## Exercise prompt
Using the records below, transcribe word for word the stretch from the line that contains "of the snow-capped" through the line that contains "of the spruce", both end lines included, and nothing else.

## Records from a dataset
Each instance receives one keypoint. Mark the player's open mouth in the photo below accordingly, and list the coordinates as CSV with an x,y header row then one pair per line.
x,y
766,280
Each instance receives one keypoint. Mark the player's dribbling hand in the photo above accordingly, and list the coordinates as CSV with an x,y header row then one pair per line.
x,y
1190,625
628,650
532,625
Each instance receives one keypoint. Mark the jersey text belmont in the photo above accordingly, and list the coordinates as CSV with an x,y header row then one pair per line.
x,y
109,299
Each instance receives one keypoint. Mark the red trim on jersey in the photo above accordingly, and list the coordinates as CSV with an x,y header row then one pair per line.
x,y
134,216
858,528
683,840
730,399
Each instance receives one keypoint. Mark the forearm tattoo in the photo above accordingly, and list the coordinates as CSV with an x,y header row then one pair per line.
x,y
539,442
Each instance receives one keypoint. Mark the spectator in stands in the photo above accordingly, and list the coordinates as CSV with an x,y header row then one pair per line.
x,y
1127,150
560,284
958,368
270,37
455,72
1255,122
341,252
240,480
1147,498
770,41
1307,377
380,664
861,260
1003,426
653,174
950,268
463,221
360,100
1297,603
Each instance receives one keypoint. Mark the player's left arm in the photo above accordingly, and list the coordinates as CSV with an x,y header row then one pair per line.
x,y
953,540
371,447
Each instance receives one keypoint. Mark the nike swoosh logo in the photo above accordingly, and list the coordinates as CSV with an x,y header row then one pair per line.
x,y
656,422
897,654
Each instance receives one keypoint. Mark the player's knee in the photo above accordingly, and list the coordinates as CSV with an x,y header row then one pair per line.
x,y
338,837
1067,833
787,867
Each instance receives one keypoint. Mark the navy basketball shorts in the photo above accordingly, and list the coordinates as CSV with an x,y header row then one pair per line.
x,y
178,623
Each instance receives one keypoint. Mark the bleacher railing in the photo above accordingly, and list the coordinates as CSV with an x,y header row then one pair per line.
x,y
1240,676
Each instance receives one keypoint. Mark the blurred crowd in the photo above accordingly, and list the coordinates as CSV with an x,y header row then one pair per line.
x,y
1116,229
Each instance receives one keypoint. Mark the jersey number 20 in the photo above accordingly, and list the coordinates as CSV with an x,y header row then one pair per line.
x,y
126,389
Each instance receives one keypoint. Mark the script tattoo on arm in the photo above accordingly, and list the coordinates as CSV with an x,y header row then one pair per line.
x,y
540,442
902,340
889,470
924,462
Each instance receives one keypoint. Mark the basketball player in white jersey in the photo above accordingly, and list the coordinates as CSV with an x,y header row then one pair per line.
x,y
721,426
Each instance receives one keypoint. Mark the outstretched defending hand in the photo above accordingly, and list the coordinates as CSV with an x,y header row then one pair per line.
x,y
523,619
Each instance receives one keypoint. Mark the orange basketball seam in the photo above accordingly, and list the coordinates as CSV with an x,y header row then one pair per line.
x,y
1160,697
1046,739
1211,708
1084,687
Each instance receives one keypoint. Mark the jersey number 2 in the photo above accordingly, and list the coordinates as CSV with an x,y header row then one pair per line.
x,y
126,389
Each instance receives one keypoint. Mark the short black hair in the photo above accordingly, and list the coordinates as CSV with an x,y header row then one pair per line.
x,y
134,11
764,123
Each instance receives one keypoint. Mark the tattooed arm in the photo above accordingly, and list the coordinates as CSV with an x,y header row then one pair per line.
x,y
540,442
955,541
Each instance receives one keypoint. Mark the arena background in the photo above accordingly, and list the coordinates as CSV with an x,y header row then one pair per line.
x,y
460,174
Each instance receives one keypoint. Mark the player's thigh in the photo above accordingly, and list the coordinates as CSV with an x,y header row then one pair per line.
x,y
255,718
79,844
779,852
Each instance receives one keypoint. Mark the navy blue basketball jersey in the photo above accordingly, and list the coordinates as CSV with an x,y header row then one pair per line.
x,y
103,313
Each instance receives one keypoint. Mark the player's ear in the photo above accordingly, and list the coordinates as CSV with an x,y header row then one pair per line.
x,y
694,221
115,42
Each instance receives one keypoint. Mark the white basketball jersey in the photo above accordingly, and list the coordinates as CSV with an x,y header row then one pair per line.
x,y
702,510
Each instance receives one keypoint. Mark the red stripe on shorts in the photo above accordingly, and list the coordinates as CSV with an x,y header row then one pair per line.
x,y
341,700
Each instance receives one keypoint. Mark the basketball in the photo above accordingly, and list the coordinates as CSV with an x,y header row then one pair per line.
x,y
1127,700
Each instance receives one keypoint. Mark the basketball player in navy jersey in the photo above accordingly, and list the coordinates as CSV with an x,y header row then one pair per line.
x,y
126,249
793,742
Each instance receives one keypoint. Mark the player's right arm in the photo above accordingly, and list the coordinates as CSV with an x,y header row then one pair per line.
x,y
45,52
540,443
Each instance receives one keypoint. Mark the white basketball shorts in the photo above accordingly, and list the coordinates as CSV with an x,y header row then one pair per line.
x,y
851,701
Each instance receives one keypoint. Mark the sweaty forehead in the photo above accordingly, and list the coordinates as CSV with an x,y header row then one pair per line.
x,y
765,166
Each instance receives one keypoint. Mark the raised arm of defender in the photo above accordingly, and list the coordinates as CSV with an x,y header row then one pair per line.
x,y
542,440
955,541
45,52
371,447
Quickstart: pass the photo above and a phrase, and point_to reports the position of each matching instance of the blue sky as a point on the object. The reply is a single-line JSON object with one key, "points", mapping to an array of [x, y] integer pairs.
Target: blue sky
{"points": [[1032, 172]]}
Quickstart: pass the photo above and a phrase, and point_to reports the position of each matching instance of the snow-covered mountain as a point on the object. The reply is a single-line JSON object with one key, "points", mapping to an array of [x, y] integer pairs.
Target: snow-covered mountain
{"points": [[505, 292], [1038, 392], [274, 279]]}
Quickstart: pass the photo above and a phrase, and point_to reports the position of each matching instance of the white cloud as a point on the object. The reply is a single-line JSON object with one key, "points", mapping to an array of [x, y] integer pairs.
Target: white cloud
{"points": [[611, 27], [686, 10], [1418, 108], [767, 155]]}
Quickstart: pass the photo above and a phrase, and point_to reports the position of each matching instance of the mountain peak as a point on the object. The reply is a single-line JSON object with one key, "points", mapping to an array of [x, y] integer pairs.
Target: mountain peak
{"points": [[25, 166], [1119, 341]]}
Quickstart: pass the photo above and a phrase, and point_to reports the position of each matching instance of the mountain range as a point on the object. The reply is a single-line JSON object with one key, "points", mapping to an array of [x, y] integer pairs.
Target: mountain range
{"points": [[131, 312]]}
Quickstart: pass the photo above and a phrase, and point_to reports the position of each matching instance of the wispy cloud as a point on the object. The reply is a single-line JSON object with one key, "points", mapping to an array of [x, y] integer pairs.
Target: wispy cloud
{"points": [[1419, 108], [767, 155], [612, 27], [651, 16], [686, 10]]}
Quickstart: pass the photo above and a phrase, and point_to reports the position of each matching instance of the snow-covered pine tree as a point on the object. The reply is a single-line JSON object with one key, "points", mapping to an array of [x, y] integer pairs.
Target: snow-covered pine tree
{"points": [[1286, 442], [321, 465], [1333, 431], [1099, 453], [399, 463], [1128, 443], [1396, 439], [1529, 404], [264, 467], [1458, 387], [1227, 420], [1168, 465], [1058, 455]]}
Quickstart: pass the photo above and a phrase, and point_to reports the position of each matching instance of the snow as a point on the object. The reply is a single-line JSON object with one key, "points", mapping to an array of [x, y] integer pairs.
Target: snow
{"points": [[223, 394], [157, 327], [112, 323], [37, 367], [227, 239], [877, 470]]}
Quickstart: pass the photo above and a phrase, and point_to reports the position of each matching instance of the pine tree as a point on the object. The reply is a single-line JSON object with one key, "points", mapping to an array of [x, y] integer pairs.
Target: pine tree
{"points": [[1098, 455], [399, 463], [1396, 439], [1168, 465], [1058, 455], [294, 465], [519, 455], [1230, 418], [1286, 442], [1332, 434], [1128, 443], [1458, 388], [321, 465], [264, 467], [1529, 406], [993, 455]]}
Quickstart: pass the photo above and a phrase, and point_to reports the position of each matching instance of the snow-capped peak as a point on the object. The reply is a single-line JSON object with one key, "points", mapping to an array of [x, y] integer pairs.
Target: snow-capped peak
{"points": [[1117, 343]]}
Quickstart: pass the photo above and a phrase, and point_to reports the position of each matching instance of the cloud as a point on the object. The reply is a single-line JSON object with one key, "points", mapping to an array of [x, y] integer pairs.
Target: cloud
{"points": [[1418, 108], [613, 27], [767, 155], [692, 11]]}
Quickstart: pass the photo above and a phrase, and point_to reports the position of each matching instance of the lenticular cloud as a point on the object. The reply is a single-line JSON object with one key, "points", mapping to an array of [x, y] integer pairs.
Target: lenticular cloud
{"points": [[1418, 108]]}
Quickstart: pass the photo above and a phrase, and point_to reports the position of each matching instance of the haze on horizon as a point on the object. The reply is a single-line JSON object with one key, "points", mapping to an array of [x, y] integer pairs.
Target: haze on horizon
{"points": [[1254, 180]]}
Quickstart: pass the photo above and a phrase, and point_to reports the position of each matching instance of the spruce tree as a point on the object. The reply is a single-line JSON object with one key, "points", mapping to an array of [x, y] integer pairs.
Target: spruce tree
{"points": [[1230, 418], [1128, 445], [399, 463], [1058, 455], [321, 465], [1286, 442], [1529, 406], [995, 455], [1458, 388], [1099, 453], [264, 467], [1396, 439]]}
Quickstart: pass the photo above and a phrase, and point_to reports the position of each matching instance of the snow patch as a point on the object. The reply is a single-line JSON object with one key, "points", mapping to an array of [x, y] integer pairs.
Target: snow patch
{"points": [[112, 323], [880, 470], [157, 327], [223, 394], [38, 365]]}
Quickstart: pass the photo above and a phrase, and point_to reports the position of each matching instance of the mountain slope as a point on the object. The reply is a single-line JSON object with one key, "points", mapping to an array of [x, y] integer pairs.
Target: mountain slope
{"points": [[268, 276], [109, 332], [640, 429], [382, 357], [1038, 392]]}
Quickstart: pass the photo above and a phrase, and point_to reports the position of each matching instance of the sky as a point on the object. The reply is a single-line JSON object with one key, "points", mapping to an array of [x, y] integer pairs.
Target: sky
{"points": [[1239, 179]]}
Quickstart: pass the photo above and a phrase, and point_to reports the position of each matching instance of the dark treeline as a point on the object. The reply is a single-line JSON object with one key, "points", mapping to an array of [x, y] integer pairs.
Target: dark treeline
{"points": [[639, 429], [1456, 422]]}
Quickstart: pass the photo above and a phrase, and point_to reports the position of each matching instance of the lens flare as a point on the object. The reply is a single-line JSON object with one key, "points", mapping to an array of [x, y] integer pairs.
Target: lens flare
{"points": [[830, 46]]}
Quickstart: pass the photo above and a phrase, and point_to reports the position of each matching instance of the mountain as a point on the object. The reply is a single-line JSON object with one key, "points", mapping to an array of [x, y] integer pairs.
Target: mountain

## Final answer
Quickstart: pass the photo above and a phrase, and point_to reports the position of each matching instance of the snow-capped peak as a point on the object. The reply is a single-line JSON object with one key, "points", mapping to an array of [x, y] integer pairs.
Target: snow-capped peak
{"points": [[1117, 343]]}
Quickstart: pass the photo above and a phrase, and point_to reports the position of each matching instance of the cloud as a point on the object. The reply is a single-line JSON object with one key, "points", mapping to an array of [x, y] integer pairs.
Target: cloud
{"points": [[1418, 108], [613, 27], [767, 155], [692, 11]]}
Quickstart: pass the photo above and a phrase, and point_to reports the position of each matching instance of the lenticular cloud as a point on the object. The reply is a single-line JSON object with one key, "points", mapping to an array of [x, y] integer pairs.
Target: lenticular cloud
{"points": [[1418, 108]]}
Quickstart: pass the photo above and a phrase, and point_to reports the position of each matching instance of the haze on horizon as a point on the object. The reply is a single-line JSON object with one key, "points", mapping to an array of [x, y] integer pairs.
Target: haze on horizon
{"points": [[1254, 180]]}
Quickstart: pass the photo above and a phrase, and point_to reports the position of each matching instance of the spruce tree as a point on the object. The reply is a single-line JSON object with one key, "points", mapping to an array of [x, y] integer pairs.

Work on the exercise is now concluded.